#### [Work instructions]
Rewrite every line from the start of the rows through the line containing "point(648, 168)", both ends included, and scale each point coordinate in the answers by 1.75. Round each result to a whole number with halves going up, and leave all other lines and numbers unchanged.

#### [Supplied information]
============

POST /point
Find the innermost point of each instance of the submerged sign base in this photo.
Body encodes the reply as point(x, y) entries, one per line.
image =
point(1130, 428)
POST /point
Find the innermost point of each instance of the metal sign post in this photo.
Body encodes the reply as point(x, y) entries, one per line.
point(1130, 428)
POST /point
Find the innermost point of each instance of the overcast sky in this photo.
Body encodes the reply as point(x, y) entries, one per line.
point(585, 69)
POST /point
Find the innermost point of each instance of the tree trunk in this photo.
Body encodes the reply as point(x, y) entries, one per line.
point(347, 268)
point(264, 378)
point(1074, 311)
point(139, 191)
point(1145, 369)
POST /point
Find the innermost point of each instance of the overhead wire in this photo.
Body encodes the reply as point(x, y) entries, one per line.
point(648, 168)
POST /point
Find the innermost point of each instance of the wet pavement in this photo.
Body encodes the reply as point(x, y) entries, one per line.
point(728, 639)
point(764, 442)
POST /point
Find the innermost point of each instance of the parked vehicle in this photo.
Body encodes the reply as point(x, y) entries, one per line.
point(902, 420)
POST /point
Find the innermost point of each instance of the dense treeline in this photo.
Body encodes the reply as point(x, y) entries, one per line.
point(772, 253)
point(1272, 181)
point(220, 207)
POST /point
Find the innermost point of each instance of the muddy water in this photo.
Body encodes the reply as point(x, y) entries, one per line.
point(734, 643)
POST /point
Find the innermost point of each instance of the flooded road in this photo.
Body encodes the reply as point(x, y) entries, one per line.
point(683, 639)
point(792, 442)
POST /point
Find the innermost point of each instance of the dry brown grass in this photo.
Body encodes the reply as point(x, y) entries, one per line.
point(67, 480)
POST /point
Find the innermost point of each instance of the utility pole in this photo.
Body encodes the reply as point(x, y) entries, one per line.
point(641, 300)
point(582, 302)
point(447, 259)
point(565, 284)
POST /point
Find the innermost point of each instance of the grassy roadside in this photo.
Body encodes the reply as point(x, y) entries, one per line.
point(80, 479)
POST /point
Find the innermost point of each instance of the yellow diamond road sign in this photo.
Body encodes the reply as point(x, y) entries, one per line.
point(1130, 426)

============

#### [Response]
POST /point
Find the innermost point of each instance of the submerged sign base in this photo.
Body encodes the reply as point(x, y) entries, one per line.
image =
point(1978, 749)
POST /point
Find the innermost point of each instance of the metal sign post in this photo.
Body encodes the reply as point(x, y) entries, one per line.
point(1978, 749)
POST /point
Find the innermost point of each instance of the overcast sky in this photo.
Body encodes the reply as point(x, y) entries, one per line.
point(1024, 121)
POST /point
Find the innermost point of each instance of the tree trunk in this photo.
Body encodes the reply as point(x, y) entries, one per line.
point(607, 469)
point(462, 662)
point(1880, 544)
point(243, 334)
point(2004, 646)
POST /point
Find the innermost point of each instance of the overhead wire in this photo.
Body encodes the reply as point(x, y) entries, one per line.
point(1134, 294)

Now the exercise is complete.